§ **Task statement**:
Can you format the lines from the start of the records through the line containing "negative clicks: (72, 0) (31, 58)" as a numbered list, with blank lines left out?

§ **The input**:
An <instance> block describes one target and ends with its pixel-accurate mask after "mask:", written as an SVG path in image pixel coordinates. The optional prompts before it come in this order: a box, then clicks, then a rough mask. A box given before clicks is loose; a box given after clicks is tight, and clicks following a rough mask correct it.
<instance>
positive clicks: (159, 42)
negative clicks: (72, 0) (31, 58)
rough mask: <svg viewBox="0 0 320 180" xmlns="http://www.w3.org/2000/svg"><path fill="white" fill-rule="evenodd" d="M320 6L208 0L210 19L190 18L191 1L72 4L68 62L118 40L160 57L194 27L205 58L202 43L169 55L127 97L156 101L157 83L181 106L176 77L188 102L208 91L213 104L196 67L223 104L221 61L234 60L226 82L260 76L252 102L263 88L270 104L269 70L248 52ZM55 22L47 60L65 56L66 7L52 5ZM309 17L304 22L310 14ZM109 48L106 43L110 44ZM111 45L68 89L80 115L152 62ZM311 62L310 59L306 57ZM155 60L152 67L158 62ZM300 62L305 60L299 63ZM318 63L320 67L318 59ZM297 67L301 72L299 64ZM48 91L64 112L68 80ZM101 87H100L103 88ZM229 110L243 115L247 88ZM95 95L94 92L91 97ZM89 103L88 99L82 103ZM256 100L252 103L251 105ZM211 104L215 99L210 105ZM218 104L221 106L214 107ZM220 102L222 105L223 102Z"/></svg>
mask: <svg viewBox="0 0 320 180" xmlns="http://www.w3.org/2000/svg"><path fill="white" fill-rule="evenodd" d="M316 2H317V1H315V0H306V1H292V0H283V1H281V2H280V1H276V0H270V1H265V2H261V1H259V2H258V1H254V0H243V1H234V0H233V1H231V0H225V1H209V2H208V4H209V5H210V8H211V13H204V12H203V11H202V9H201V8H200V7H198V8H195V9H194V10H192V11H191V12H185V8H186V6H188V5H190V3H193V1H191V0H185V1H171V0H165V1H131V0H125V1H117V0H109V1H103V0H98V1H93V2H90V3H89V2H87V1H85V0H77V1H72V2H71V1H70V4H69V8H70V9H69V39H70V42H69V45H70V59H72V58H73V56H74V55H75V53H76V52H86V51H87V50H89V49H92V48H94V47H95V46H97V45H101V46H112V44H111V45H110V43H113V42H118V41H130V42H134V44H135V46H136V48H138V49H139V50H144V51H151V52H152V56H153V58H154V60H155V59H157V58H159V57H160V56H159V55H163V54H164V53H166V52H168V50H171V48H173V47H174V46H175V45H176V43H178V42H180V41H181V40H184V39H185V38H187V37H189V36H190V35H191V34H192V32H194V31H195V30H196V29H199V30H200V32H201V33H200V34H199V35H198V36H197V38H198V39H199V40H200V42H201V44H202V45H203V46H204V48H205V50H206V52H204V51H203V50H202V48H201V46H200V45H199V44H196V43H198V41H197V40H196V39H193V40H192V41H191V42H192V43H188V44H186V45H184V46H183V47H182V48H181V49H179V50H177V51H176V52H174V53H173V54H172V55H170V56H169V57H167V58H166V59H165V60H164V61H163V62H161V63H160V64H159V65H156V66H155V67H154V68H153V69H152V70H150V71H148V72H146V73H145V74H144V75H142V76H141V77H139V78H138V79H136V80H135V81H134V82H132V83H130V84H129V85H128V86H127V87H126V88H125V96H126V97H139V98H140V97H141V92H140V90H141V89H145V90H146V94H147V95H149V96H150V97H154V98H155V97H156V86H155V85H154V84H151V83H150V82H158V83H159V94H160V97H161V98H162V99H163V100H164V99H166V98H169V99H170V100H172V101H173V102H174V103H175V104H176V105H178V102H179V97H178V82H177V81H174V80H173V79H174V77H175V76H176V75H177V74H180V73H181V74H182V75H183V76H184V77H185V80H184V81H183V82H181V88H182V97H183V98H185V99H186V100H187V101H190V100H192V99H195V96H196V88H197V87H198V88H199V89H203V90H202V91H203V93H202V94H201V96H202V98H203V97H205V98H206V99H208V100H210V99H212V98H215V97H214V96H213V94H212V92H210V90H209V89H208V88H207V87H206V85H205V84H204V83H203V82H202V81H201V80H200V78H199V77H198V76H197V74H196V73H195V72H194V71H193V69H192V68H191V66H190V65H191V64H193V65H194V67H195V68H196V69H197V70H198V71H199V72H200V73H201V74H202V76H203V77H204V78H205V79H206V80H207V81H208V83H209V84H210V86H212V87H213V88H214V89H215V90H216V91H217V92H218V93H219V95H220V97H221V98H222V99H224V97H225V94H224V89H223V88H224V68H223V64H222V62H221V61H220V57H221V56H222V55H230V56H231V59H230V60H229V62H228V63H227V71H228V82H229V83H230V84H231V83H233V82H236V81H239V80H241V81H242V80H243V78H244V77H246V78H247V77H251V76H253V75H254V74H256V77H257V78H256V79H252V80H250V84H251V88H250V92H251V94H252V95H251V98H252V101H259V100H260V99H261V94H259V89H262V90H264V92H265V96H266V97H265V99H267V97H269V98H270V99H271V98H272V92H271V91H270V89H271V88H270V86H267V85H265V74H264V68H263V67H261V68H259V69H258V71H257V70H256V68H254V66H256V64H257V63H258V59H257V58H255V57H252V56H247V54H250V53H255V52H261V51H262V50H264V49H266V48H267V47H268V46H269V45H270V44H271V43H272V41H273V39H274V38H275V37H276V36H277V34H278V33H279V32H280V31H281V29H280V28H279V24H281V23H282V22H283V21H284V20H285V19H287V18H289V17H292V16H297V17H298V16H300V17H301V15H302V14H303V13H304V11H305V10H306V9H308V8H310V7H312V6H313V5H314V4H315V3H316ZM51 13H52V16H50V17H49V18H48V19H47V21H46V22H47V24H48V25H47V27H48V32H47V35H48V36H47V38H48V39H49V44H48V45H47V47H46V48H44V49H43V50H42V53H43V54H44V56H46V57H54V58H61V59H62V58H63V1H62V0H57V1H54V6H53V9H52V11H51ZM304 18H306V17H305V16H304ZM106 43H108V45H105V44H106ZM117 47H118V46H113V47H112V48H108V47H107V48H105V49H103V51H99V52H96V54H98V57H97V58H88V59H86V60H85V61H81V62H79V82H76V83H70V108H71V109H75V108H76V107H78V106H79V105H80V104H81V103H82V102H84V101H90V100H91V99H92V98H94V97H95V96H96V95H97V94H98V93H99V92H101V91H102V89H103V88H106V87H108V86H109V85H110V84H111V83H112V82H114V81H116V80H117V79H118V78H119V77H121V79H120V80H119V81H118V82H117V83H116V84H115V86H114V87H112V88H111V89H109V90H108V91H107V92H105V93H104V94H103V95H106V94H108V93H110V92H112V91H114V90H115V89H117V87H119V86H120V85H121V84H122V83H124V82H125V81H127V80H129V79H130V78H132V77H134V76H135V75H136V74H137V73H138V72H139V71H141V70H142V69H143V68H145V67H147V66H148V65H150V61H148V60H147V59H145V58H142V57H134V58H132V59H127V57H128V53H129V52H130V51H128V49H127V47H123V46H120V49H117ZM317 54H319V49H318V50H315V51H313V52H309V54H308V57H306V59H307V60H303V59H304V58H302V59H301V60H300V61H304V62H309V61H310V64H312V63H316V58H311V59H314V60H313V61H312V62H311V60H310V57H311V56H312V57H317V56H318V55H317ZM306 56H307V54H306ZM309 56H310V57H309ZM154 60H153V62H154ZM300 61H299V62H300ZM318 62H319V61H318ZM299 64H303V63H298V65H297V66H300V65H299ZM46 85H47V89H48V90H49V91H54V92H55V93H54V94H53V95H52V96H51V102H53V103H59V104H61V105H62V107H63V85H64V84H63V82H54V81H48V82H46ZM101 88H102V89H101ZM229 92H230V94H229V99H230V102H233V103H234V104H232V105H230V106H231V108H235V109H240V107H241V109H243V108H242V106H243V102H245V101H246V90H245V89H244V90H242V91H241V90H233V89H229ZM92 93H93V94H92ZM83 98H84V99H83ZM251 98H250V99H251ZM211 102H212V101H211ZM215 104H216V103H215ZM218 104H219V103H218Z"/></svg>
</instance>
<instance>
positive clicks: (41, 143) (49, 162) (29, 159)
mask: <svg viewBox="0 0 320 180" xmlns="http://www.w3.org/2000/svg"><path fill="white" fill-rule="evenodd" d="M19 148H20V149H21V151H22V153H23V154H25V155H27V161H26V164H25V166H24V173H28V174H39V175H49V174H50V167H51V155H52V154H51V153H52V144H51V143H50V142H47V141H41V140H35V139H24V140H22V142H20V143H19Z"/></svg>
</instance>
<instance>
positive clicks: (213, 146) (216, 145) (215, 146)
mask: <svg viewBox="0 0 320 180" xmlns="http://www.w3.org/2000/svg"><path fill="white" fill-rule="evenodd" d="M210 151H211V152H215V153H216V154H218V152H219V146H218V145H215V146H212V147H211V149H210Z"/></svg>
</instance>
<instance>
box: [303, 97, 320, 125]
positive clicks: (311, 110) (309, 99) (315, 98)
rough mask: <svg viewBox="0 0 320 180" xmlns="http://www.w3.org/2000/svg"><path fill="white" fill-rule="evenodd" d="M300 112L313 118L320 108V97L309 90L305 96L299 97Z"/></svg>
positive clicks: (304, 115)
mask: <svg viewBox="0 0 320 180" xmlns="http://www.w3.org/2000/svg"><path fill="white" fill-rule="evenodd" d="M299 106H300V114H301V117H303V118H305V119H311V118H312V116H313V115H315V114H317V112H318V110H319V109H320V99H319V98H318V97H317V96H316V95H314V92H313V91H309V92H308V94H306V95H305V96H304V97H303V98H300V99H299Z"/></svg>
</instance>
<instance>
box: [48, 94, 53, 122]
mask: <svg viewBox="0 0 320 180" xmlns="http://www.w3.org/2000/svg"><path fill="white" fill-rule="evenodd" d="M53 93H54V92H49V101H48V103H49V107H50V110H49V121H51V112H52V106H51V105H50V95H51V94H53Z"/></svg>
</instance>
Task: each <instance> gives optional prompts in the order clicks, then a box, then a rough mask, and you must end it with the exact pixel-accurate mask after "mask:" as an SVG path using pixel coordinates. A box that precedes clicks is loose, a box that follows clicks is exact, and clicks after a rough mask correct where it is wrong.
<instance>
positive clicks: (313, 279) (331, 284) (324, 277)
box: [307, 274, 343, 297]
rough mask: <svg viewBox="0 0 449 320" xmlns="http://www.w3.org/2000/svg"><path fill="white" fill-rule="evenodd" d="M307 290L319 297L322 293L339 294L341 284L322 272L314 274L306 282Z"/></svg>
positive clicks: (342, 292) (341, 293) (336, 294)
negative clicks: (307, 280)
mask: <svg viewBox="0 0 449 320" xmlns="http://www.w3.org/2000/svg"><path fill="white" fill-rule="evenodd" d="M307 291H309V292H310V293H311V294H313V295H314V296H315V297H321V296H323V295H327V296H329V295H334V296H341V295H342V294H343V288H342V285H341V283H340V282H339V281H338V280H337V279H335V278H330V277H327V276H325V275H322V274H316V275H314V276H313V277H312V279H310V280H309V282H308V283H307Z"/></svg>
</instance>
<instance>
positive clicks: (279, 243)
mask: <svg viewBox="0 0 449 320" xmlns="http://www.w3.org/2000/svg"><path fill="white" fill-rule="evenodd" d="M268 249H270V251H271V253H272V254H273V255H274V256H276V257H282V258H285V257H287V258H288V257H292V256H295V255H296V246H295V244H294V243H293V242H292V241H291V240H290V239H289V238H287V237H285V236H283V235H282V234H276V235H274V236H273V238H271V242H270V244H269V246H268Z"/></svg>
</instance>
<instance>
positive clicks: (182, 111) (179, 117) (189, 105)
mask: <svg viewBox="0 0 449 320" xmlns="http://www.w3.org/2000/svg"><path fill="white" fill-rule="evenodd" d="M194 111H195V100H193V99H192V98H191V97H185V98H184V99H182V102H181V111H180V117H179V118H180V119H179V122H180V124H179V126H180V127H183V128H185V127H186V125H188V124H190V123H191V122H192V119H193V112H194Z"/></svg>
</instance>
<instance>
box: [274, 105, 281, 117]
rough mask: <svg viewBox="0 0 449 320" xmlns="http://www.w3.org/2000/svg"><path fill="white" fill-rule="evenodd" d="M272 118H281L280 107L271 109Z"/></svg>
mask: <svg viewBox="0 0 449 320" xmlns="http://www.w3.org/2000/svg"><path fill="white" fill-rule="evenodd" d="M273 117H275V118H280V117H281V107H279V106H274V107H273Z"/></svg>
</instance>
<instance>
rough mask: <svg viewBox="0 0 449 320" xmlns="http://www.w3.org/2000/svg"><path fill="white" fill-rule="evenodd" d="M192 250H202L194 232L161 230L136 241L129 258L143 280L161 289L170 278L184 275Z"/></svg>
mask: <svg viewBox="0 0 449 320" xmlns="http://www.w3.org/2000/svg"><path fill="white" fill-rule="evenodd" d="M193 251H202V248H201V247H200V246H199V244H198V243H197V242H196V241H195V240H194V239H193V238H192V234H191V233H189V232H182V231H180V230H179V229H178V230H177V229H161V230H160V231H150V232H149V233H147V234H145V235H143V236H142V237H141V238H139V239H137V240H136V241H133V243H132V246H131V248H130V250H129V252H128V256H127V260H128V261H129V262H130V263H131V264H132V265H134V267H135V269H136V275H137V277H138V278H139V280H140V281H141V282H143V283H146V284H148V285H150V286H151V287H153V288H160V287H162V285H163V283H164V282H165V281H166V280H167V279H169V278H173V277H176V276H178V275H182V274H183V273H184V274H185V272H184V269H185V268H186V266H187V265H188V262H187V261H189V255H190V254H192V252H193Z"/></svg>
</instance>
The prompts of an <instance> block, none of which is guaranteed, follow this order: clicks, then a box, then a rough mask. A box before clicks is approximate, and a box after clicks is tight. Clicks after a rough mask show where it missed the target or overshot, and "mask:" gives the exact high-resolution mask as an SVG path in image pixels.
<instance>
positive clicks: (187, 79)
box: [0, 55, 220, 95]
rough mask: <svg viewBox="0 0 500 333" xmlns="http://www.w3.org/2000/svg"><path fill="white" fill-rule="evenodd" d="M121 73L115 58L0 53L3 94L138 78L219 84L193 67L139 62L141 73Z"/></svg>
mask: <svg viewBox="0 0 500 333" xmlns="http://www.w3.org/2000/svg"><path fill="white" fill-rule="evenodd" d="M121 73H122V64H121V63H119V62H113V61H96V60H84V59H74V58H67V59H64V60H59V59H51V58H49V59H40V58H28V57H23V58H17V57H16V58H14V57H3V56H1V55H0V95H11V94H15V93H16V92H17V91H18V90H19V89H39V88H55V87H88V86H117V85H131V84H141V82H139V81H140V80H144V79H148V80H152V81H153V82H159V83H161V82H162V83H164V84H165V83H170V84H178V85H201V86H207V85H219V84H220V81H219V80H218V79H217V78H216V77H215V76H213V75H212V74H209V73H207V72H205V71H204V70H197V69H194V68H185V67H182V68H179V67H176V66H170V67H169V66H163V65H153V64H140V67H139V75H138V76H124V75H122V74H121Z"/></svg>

§ **Result**:
1. An <instance> block describes one target and ends with its pixel-accurate mask after "mask:", written as an SVG path in image pixel coordinates. The optional prompts before it come in this order: a box, then clicks, then a rough mask. A box given before clicks is loose; a box given after clicks is tight, and clicks following a rough mask correct it.
2. <instance>
3. positive clicks: (159, 42)
4. negative clicks: (72, 0) (31, 58)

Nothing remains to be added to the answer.